--- RECORDS FOR THIS TASK ---

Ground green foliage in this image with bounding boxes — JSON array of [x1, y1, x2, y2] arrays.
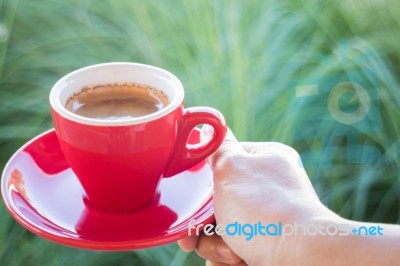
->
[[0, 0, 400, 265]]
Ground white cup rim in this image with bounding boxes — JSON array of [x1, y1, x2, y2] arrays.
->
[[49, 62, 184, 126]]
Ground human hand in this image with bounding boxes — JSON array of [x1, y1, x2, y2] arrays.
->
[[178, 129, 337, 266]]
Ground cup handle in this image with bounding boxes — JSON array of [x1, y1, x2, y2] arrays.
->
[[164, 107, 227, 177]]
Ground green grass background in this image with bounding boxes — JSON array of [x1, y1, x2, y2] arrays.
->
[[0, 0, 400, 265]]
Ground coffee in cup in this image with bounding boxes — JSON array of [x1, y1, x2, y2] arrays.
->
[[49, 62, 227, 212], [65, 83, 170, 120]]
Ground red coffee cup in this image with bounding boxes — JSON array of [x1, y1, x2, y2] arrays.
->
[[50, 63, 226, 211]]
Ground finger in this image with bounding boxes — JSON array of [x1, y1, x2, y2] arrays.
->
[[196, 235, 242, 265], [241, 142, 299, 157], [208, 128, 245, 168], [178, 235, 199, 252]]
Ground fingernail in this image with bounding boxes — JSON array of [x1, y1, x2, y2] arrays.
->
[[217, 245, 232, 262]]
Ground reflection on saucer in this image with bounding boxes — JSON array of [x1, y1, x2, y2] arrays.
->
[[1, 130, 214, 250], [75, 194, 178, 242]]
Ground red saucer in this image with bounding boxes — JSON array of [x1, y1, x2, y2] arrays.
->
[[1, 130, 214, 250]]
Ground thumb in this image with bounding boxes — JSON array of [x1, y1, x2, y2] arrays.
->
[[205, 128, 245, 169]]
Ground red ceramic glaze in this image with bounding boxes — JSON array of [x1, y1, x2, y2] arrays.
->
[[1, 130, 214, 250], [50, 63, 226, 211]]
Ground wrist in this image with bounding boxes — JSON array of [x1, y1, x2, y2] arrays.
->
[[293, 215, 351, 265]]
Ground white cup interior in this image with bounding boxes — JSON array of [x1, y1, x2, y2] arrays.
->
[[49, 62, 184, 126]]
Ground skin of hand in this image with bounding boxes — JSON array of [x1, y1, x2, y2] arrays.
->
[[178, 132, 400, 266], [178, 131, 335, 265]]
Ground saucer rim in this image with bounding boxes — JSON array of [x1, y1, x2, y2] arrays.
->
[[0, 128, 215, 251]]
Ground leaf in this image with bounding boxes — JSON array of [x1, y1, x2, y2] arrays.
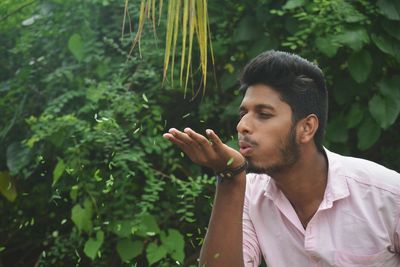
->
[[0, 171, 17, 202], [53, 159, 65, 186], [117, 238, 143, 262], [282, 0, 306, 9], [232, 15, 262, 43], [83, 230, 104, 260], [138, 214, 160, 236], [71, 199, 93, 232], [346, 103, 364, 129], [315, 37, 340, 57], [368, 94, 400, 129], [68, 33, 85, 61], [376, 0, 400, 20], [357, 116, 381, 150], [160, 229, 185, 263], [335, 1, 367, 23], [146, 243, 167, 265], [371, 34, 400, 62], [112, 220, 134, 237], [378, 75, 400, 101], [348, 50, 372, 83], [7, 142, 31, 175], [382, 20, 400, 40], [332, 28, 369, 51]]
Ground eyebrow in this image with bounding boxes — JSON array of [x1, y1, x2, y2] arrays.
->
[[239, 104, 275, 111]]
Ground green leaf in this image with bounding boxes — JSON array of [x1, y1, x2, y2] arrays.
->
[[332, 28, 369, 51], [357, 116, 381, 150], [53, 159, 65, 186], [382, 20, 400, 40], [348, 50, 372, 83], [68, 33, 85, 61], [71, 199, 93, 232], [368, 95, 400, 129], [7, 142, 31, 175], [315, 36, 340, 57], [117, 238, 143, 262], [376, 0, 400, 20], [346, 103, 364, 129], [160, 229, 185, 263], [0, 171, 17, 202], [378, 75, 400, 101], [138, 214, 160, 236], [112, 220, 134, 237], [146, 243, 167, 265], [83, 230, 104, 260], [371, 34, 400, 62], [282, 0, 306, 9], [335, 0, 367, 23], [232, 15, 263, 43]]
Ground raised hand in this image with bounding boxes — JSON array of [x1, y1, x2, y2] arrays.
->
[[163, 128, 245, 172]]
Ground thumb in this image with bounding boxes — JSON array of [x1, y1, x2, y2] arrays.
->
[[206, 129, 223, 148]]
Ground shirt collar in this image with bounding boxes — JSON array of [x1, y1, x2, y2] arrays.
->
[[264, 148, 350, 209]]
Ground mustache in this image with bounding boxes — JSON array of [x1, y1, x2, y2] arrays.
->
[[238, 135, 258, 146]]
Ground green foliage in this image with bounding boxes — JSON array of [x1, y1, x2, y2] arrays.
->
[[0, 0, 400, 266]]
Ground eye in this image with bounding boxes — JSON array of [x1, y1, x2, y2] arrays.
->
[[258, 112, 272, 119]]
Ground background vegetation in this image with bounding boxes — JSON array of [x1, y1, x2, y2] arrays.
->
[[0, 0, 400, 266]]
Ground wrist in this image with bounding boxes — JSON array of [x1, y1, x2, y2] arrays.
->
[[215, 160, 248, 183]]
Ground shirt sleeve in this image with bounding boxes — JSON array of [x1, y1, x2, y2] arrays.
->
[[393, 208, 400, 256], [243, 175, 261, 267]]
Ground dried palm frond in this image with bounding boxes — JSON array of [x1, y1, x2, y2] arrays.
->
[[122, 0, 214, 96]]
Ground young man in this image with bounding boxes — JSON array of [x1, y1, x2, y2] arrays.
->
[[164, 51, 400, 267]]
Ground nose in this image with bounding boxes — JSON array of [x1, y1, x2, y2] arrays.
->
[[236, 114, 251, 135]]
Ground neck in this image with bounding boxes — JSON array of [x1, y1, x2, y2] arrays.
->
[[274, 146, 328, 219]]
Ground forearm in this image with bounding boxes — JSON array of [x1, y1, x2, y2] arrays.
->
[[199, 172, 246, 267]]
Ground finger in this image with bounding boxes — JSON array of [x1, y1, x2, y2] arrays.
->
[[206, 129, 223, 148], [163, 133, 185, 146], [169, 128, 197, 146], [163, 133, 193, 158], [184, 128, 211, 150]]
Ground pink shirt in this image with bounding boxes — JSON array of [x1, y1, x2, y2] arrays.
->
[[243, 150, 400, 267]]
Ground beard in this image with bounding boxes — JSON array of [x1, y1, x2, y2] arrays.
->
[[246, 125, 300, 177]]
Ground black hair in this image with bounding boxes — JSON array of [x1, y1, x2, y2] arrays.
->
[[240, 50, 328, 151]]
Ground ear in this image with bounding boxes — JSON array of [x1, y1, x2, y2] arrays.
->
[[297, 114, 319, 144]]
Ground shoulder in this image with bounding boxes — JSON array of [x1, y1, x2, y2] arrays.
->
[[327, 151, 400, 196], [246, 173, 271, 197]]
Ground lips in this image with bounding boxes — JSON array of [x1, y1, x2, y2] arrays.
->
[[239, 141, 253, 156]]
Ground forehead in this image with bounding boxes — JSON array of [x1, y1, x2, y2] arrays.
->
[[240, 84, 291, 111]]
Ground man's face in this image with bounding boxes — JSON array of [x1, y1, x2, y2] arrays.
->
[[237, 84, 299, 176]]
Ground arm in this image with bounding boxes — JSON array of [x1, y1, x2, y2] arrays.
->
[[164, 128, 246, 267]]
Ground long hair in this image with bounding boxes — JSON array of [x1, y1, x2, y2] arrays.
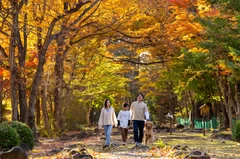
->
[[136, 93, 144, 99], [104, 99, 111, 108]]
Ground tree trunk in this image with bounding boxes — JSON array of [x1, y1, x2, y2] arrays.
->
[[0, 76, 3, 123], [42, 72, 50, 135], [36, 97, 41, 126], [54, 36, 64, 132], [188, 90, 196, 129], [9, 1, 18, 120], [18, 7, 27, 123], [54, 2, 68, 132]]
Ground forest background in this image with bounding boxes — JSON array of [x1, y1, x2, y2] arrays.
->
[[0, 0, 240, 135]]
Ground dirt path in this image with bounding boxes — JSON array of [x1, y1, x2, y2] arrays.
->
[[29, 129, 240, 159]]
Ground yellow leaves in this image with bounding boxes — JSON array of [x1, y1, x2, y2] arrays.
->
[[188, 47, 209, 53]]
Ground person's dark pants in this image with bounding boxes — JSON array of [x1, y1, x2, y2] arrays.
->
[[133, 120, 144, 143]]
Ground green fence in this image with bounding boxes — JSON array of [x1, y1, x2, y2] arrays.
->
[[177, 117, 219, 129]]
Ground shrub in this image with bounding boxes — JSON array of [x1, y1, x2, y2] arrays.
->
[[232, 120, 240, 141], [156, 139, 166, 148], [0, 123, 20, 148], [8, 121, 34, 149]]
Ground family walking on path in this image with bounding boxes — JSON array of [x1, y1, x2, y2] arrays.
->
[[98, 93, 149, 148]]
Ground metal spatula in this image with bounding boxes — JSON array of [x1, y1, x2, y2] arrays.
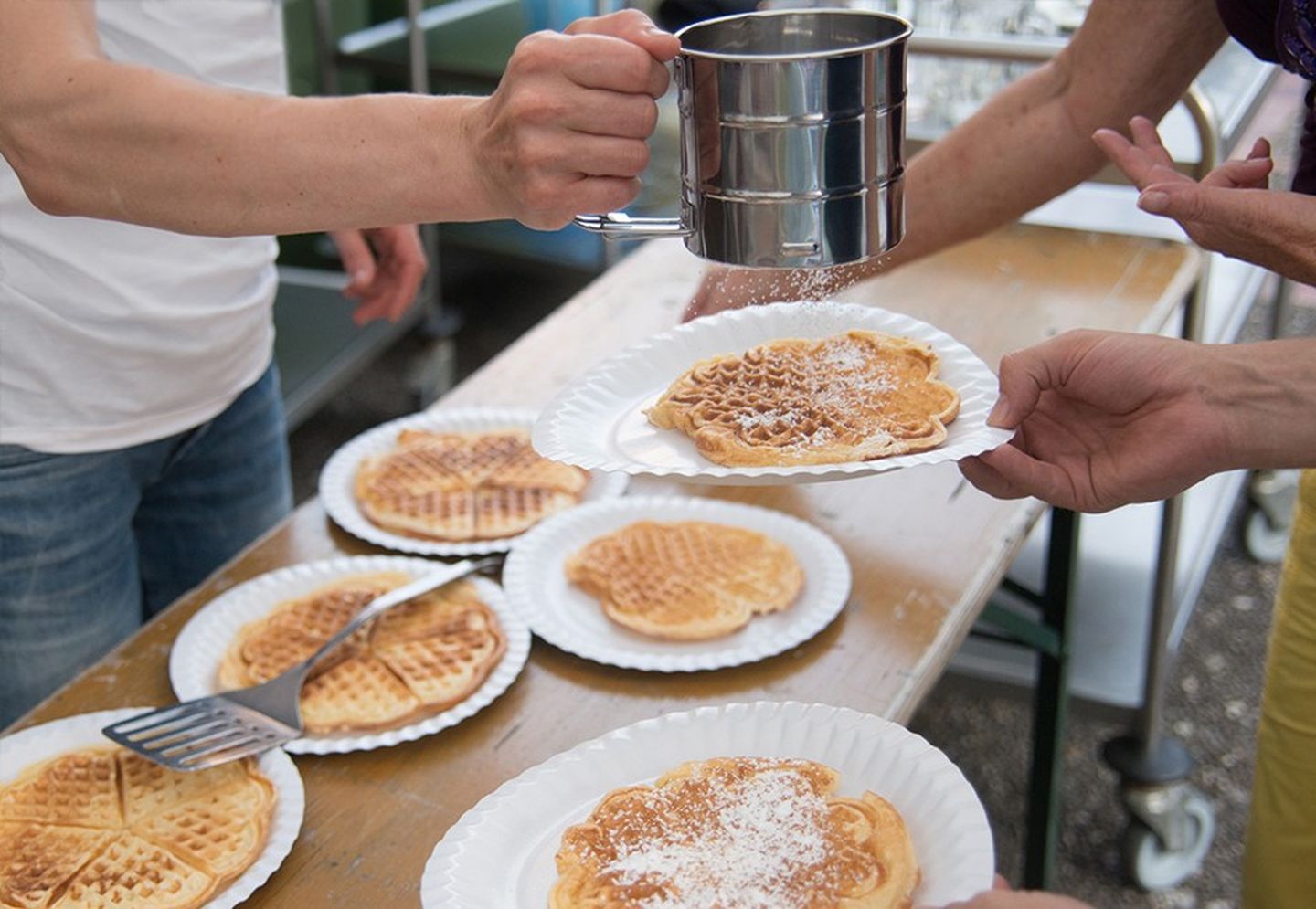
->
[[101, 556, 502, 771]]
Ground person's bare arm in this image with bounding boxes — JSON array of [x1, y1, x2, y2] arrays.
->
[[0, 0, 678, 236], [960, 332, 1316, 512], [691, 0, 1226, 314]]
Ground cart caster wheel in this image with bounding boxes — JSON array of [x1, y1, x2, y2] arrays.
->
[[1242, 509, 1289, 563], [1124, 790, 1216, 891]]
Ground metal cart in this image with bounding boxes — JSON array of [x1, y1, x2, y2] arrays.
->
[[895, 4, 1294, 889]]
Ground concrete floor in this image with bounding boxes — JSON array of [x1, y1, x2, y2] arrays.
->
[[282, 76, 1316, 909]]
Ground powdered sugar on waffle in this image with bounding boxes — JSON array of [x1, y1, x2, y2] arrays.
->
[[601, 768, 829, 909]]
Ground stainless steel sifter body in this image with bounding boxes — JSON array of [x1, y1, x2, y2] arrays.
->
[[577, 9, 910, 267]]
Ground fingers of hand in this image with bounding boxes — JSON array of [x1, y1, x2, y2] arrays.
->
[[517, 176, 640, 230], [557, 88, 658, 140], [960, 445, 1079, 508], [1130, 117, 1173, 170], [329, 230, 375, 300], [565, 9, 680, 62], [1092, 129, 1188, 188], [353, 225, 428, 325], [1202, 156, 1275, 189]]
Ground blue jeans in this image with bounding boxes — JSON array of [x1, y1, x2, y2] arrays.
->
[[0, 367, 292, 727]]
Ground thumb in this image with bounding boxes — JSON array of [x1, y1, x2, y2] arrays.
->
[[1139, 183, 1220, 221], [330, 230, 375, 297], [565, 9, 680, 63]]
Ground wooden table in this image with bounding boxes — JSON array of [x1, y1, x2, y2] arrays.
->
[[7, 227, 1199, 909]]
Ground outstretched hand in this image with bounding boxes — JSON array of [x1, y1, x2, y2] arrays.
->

---

TASK STATEMENT → Lay out the part of the material that opens with the line containing "Ground beard in" and closes with the line containing "[[239, 141, 253, 156]]" as a Markdown table with the columns Row and Line, one numbered row per line and no blank lines.

EXERCISE SOLUTION →
| Row | Line |
|---|---|
| 1 | Ground beard in this image with bounding boxes — JSON array of [x1, y1, x2, y2] arrays. |
| 2 | -> |
| 3 | [[246, 125, 300, 177]] |
| 4 | Ground black hair in this image with bounding boxes — JSON array of [x1, y1, x2, y2] arrays. |
| 5 | -> |
| 6 | [[240, 50, 328, 151]] |
| 7 | Ground ear in this image with bounding boxes — JSON array of [x1, y1, x2, y2] arrays. |
| 8 | -> |
| 9 | [[297, 114, 319, 144]] |
| 10 | Ground shoulder in this image with bounding boxes — JSON array of [x1, y1, x2, y2] arrays. |
| 11 | -> |
| 12 | [[327, 151, 400, 196], [246, 173, 271, 197]] |
| 13 | Ground lips in this image with bounding boxes — JSON array of [x1, y1, x2, y2] arrays. |
| 14 | -> |
| 15 | [[239, 141, 253, 156]] |